Exercise ▸ Using the film festival descriptions below, state how many years Dr. Rick Hodes has spent in Ethiopia working with indigent children.

Selected extract ▸
┄┄┄┄┄┄┄┄┄┄
2010 Online New England Film Festival
Insurgency of Ambition was conceived in the wake of short-lived US military successes in Iraq. Using the classic icon of victory—a Triumphal Arch—as a visual metaphor, the film questions the relevance of “victory” memes at the time of globalization. Operating on a more intimate level, it ponders the cost of unrestrained personal ambition.
The short opens with Zeus’s allegorical transformation into a Triumphal Arch, during which Athena violently erupts from his head. Athena’s association with both wisdom and war is oxymoronic, for what kind of wisdom is armed with weapons? She is Zeus’s mind disease, a chimera of conquest, all too eagerly revered and induced by the mortals. Infected by the idea of outward success, the main character is lured toward the Triumphal Arch, only to face its true, frightening nature as he gets within reach.
“Dinner is the best form of foreplay. Especially when it leads to sex, guns and mayhem.” A special ops agent drops off the grid and into the kitchen, working incognito as a chef. When old lovers and comrades in arms come calling with guns blazing, Michael Dinner must put down his chef’s knife and pick up a gun.
Making the Crooked Straight tells the story of one man’s work to save the world, one child at a time. Dr. Rick Hodes has spent 20 years in Ethiopia working with indigent children, curing illness and changing lives. He has adopted seven, and shares his home with 20 or more.
The film is an inspiring tale of interfaith tolerance and support: Dr. Hodes is an Orthodox Jew, and his children are Muslim and Christian.
A gorgeous soundtrack of indigenous music accompanies this award-winning documentary.
A short profile of Dan Tibbetts, a dairy farmer from Windsor, Maine. As small dairy farms around New England struggle to survive in an industry that is increasingly hostile, Tibbetts has an additional worry: how to pass his farm, and his craft, on to his children.
The Meet Your Farmer project is a series of eight short films about Maine farmers. (www.meetyourfarmer.org). Executive Producer – Maine Farmland Trust (www.mainefarmlandtrust.org).
Aaron Bell & Carly DelSignore run a diverse and busy farm while raising their three children, the ninth generation of the Bell family to live in Edmunds, Maine. On the coast of Whiting Bay in Washington County, the farm is breathtakingly beautiful. As they work to carve out a living selling locally-grown food in one of the poorest counties in New England, the Bell family reminds us of the quality of life that small farms provide to their communities, and what we will lose if they disappear.
┄┄┄┄┄┄┄┄┄┄
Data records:
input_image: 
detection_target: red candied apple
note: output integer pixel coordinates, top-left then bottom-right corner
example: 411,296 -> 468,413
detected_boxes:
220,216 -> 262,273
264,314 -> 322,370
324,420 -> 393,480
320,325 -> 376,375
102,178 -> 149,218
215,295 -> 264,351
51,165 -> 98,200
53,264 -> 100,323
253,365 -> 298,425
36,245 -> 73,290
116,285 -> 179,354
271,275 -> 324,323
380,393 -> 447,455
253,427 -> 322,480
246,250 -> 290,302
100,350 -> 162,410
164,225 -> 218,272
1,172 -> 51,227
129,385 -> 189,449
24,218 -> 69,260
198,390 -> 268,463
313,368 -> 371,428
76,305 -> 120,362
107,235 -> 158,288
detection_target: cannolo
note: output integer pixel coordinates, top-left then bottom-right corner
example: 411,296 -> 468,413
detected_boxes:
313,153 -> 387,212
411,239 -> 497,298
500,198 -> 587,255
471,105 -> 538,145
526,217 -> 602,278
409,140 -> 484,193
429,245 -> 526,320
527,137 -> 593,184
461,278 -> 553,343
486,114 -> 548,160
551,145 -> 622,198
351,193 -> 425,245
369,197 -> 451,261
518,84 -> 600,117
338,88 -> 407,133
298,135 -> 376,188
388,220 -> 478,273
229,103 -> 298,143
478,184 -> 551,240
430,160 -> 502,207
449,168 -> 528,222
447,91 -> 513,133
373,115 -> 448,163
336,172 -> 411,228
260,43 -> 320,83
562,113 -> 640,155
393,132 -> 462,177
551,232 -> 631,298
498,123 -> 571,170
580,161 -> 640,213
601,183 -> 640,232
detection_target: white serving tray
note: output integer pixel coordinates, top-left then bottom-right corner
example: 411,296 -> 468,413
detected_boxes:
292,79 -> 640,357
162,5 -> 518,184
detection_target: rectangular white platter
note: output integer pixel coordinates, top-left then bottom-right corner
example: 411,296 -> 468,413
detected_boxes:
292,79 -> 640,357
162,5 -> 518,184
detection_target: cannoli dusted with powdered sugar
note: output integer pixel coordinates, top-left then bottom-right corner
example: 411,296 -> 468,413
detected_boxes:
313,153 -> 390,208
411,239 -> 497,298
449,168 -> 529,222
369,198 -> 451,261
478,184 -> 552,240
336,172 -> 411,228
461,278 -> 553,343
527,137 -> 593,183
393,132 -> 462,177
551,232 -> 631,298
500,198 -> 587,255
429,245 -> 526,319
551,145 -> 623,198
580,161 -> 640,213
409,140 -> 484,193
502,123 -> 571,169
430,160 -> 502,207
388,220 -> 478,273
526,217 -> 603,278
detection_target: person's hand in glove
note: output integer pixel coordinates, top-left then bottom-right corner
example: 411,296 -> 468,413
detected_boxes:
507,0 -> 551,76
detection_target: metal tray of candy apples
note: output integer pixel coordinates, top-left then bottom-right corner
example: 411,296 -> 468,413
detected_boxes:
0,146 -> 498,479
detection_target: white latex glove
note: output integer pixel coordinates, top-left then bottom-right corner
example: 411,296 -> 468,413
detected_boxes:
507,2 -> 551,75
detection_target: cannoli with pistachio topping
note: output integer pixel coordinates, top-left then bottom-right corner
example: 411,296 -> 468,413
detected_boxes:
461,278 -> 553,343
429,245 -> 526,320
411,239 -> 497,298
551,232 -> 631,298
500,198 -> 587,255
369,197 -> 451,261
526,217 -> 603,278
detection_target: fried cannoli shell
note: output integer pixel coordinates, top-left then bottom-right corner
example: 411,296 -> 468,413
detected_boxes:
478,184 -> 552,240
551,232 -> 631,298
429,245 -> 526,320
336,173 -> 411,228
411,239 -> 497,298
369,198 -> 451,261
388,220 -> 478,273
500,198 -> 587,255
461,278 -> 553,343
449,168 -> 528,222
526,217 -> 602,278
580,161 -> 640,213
┄┄┄┄┄┄┄┄┄┄
Response for this exercise ▸ 20 years.